BEGIN Source material

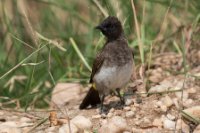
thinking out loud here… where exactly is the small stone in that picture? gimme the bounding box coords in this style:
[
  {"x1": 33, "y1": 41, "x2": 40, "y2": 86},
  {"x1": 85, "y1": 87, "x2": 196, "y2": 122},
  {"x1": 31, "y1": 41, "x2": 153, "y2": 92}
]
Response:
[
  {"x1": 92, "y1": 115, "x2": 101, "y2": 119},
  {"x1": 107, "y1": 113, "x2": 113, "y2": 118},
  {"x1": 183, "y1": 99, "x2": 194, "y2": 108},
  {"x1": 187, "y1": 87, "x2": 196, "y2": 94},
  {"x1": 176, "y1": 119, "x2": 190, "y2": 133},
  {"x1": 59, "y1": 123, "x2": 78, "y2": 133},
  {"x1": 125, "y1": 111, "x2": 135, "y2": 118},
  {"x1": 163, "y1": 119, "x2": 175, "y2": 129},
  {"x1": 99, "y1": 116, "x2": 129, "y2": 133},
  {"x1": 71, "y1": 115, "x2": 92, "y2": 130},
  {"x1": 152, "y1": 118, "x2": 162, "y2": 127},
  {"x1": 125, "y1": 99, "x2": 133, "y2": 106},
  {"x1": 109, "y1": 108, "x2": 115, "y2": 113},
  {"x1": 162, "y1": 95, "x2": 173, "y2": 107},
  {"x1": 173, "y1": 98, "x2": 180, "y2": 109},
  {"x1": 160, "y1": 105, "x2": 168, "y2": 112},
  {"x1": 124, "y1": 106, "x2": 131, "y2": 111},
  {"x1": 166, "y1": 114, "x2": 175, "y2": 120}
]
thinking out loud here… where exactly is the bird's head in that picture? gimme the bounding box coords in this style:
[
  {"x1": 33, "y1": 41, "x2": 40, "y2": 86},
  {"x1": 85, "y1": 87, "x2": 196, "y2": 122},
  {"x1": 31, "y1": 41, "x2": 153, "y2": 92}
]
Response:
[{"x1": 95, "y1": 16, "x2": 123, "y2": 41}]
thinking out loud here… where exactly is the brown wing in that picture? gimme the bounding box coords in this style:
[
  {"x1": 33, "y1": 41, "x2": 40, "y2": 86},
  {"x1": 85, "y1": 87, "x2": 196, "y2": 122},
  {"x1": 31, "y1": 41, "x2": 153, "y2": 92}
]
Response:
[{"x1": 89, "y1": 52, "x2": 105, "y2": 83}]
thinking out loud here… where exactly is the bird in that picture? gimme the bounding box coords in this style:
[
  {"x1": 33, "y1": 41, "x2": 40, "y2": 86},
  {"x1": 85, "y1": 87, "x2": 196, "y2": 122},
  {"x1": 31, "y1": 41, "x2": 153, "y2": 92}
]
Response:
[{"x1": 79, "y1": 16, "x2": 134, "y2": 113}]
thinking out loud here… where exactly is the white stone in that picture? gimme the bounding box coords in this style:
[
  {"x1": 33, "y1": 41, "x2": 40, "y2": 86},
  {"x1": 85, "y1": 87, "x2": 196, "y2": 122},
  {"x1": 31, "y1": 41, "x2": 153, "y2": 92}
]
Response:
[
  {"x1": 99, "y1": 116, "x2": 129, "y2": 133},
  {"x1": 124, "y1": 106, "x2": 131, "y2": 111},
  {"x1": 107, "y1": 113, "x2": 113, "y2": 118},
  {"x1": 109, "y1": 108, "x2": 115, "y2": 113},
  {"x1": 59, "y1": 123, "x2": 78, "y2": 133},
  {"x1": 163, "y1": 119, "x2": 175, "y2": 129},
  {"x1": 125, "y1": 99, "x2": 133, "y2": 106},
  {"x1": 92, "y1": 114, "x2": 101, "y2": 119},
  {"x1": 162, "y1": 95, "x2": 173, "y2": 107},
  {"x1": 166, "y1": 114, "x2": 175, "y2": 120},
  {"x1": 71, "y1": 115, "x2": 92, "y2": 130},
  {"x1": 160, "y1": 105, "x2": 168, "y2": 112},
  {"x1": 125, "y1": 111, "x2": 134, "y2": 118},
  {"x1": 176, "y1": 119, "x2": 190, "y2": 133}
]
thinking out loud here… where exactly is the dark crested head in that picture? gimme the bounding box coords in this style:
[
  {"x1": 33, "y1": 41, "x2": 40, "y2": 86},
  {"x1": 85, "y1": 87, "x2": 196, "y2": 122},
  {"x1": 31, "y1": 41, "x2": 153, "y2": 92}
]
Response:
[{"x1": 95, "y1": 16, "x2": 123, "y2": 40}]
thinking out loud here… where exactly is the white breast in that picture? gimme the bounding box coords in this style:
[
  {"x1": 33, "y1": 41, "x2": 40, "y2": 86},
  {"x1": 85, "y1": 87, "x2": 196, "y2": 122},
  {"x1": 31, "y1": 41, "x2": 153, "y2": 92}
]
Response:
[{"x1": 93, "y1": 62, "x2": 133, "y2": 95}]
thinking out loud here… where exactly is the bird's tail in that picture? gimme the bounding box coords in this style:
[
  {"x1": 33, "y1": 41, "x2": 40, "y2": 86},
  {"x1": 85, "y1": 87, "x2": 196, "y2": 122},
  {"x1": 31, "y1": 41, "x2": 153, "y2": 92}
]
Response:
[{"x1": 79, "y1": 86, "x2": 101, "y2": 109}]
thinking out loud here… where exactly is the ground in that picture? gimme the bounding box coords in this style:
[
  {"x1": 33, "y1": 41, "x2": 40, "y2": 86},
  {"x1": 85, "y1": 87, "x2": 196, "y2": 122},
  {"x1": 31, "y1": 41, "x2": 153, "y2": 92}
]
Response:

END Source material

Task instructions — Set the pictures aside and reproduce the data above exactly.

Answer box —
thinking out loud here… where exactly is the small stone in that picture? gimme the bounding box coords in this style:
[
  {"x1": 33, "y1": 41, "x2": 40, "y2": 86},
  {"x1": 85, "y1": 87, "x2": 196, "y2": 122},
  {"x1": 31, "y1": 41, "x2": 153, "y2": 92}
]
Response:
[
  {"x1": 92, "y1": 115, "x2": 101, "y2": 119},
  {"x1": 107, "y1": 113, "x2": 113, "y2": 118},
  {"x1": 183, "y1": 99, "x2": 194, "y2": 108},
  {"x1": 187, "y1": 87, "x2": 196, "y2": 94},
  {"x1": 176, "y1": 119, "x2": 190, "y2": 133},
  {"x1": 59, "y1": 123, "x2": 78, "y2": 133},
  {"x1": 125, "y1": 111, "x2": 135, "y2": 118},
  {"x1": 163, "y1": 119, "x2": 175, "y2": 129},
  {"x1": 99, "y1": 116, "x2": 129, "y2": 133},
  {"x1": 71, "y1": 115, "x2": 92, "y2": 130},
  {"x1": 152, "y1": 118, "x2": 162, "y2": 127},
  {"x1": 125, "y1": 99, "x2": 133, "y2": 106},
  {"x1": 109, "y1": 108, "x2": 115, "y2": 113},
  {"x1": 162, "y1": 95, "x2": 173, "y2": 107},
  {"x1": 173, "y1": 98, "x2": 180, "y2": 109},
  {"x1": 160, "y1": 105, "x2": 168, "y2": 112},
  {"x1": 124, "y1": 106, "x2": 131, "y2": 111},
  {"x1": 166, "y1": 114, "x2": 175, "y2": 120}
]
thinking out loud here… where exactly is the bird's head in that picture? gimme the bounding box coords in this style:
[
  {"x1": 33, "y1": 41, "x2": 40, "y2": 86},
  {"x1": 85, "y1": 87, "x2": 196, "y2": 122},
  {"x1": 31, "y1": 41, "x2": 153, "y2": 92}
]
Response:
[{"x1": 95, "y1": 16, "x2": 123, "y2": 41}]
thinking out loud here… where exactly is the brown wing in that picture? gimme the bounding box coords in this style:
[
  {"x1": 33, "y1": 41, "x2": 40, "y2": 86},
  {"x1": 85, "y1": 87, "x2": 196, "y2": 122},
  {"x1": 31, "y1": 41, "x2": 153, "y2": 92}
]
Response:
[{"x1": 89, "y1": 52, "x2": 105, "y2": 83}]
thinking out loud here… where exactly is the bird in that picture? gimme the bounding box coords in this style:
[
  {"x1": 33, "y1": 41, "x2": 40, "y2": 86},
  {"x1": 85, "y1": 87, "x2": 196, "y2": 122},
  {"x1": 31, "y1": 41, "x2": 153, "y2": 92}
]
Response:
[{"x1": 79, "y1": 16, "x2": 134, "y2": 113}]
thinking out loud here… where exactly is the white stone in that picture? gimme the bounding box coords in this style:
[
  {"x1": 33, "y1": 41, "x2": 40, "y2": 86},
  {"x1": 85, "y1": 87, "x2": 196, "y2": 122},
  {"x1": 31, "y1": 41, "x2": 153, "y2": 92}
]
Response:
[
  {"x1": 99, "y1": 116, "x2": 129, "y2": 133},
  {"x1": 124, "y1": 106, "x2": 131, "y2": 111},
  {"x1": 107, "y1": 113, "x2": 113, "y2": 118},
  {"x1": 109, "y1": 108, "x2": 115, "y2": 113},
  {"x1": 59, "y1": 123, "x2": 78, "y2": 133},
  {"x1": 163, "y1": 119, "x2": 175, "y2": 129},
  {"x1": 125, "y1": 99, "x2": 133, "y2": 106},
  {"x1": 92, "y1": 114, "x2": 101, "y2": 119},
  {"x1": 162, "y1": 95, "x2": 173, "y2": 107},
  {"x1": 166, "y1": 114, "x2": 175, "y2": 120},
  {"x1": 71, "y1": 115, "x2": 92, "y2": 130},
  {"x1": 160, "y1": 105, "x2": 168, "y2": 112},
  {"x1": 125, "y1": 111, "x2": 134, "y2": 118},
  {"x1": 176, "y1": 119, "x2": 190, "y2": 133}
]
thinking out loud here… where exactly is the dark crested head in that picture? gimme the bounding box coords in this style:
[
  {"x1": 33, "y1": 41, "x2": 40, "y2": 86},
  {"x1": 85, "y1": 87, "x2": 196, "y2": 122},
  {"x1": 31, "y1": 41, "x2": 153, "y2": 92}
]
Response:
[{"x1": 95, "y1": 16, "x2": 123, "y2": 40}]
thinking out loud here… where exactly is the white breast in that picture? gimme the bounding box coords in this style:
[
  {"x1": 33, "y1": 41, "x2": 40, "y2": 86},
  {"x1": 85, "y1": 87, "x2": 196, "y2": 122},
  {"x1": 31, "y1": 41, "x2": 153, "y2": 92}
]
Response:
[{"x1": 93, "y1": 62, "x2": 133, "y2": 95}]
thinking out loud here… where exactly is the bird's tail in that picture? gimme the bounding box coords in this style:
[
  {"x1": 33, "y1": 41, "x2": 40, "y2": 86},
  {"x1": 85, "y1": 87, "x2": 196, "y2": 122},
  {"x1": 31, "y1": 41, "x2": 153, "y2": 92}
]
Response:
[{"x1": 79, "y1": 86, "x2": 101, "y2": 109}]
thinking out loud here… where exactly is the ground in that picture? gimme the bounding box coords in this style:
[
  {"x1": 33, "y1": 41, "x2": 40, "y2": 86},
  {"x1": 85, "y1": 87, "x2": 196, "y2": 122},
  {"x1": 31, "y1": 41, "x2": 153, "y2": 92}
]
Response:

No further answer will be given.